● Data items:
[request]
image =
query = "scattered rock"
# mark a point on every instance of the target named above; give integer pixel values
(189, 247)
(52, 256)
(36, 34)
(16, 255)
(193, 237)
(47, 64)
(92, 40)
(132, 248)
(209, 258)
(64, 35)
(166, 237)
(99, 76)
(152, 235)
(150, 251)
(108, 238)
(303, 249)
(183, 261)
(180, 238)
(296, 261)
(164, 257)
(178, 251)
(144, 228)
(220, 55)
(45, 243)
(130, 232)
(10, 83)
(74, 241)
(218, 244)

● Aim: Rewrite all of the data above with "scattered rock" changed to "loose stone", leaving everything else unchanged.

● The solution:
[request]
image =
query = "loose stone"
# mark a point on every instance of the target named above; give integer pixel values
(189, 247)
(52, 256)
(36, 34)
(16, 255)
(193, 237)
(47, 64)
(92, 40)
(132, 248)
(209, 258)
(64, 35)
(166, 237)
(99, 76)
(152, 235)
(150, 251)
(108, 238)
(303, 249)
(183, 261)
(180, 238)
(296, 261)
(164, 257)
(178, 251)
(144, 228)
(220, 55)
(45, 243)
(130, 232)
(10, 83)
(74, 241)
(218, 244)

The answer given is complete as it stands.